_Tujuan:_ Ketik ulang seluruh kutipan tentang Pesanggrahan Ambarukmo di bawah ini tanpa mengubah satu huruf atau tanda baca pun.

_Kutipan:_
- - - - -
Dibangun selama lebih dari 90 tahun, pada abad ke-19 sejak masa pemerintahan Sultan Hamengkubuwono V (1823-1825) hingga Sultan Hamengkubuwono VII (1877-1921), Pesanggrahan Ambarukmo menjadi saksi bisu perjalanan sejarah Kesultanan Yogyakarta. Sayangnya, pesanggrahan bersejarah ini kini seakan terlupakan, tersembunyi di balik gedung-gedung tinggi di kawasan strategis D.I. Yogyakarta. Padahal, berdasarkan SK Menteri NoPM.25/PW.007/MKP/2007, Pesanggrahan Ambarukmo diakui sebagai cagar budaya yang memiliki nilai sejarah dan arsitektur yang tinggi. Saat ini, Pesanggrahan Ambarukmo dikelola oleh Hotel Ambarukmo dengan rencana pengembangan sebagai pusat kegiatan seni, budaya, dan acara khusus seperti resepsi pernikahan, sehingga diharapkan dapat menjadi destinasi wisata sejarah dan budaya yang menarik bagi masyarakat.
- - - - -
_Data yang Diberikan:_
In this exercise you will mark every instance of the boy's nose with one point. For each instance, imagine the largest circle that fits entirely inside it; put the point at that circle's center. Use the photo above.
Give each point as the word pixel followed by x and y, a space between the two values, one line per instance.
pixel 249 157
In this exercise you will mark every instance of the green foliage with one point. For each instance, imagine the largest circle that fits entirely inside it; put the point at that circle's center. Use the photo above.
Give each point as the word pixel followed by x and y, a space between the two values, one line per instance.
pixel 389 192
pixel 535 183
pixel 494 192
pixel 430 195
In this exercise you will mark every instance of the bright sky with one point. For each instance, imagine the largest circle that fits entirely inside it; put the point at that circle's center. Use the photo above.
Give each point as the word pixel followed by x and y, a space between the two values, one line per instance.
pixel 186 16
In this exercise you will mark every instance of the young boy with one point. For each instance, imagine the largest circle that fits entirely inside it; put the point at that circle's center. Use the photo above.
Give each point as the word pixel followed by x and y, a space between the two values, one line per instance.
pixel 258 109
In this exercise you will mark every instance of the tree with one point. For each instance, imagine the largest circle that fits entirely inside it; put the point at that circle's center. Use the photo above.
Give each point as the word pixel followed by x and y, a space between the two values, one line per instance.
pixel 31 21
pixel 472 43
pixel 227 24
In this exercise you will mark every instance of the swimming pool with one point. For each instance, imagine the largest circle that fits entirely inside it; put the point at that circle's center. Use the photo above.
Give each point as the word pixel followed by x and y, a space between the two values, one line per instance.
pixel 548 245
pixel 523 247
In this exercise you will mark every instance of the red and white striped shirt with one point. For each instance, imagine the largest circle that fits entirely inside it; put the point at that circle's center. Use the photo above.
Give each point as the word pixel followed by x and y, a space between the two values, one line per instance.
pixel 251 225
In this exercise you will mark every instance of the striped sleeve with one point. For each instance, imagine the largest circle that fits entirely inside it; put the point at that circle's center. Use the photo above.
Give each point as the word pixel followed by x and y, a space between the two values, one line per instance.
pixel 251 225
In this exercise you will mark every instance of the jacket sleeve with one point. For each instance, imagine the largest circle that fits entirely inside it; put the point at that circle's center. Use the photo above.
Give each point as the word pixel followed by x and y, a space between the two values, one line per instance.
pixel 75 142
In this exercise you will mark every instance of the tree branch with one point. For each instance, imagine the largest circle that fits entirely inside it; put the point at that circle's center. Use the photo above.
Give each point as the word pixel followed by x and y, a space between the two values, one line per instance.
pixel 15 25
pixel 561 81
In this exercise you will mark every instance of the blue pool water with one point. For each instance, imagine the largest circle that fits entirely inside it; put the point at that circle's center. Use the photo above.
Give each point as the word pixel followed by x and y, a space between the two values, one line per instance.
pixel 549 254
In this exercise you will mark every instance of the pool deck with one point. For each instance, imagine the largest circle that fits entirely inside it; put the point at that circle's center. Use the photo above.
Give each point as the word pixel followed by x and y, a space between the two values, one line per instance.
- - - - -
_Jawaban:_
Dibangun selama lebih dari 90 tahun, pada abad ke-19 sejak masa pemerintahan Sultan Hamengkubuwono V (1823-1825) hingga Sultan Hamengkubuwono VII (1877-1921), Pesanggrahan Ambarukmo menjadi saksi bisu perjalanan sejarah Kesultanan Yogyakarta. Sayangnya, pesanggrahan bersejarah ini kini seakan terlupakan, tersembunyi di balik gedung-gedung tinggi di kawasan strategis D.I. Yogyakarta. Padahal, berdasarkan SK Menteri NoPM.25/PW.007/MKP/2007, Pesanggrahan Ambarukmo diakui sebagai cagar budaya yang memiliki nilai sejarah dan arsitektur yang tinggi. Saat ini, Pesanggrahan Ambarukmo dikelola oleh Hotel Ambarukmo dengan rencana pengembangan sebagai pusat kegiatan seni, budaya, dan acara khusus seperti resepsi pernikahan, sehingga diharapkan dapat menjadi destinasi wisata sejarah dan budaya yang menarik bagi masyarakat.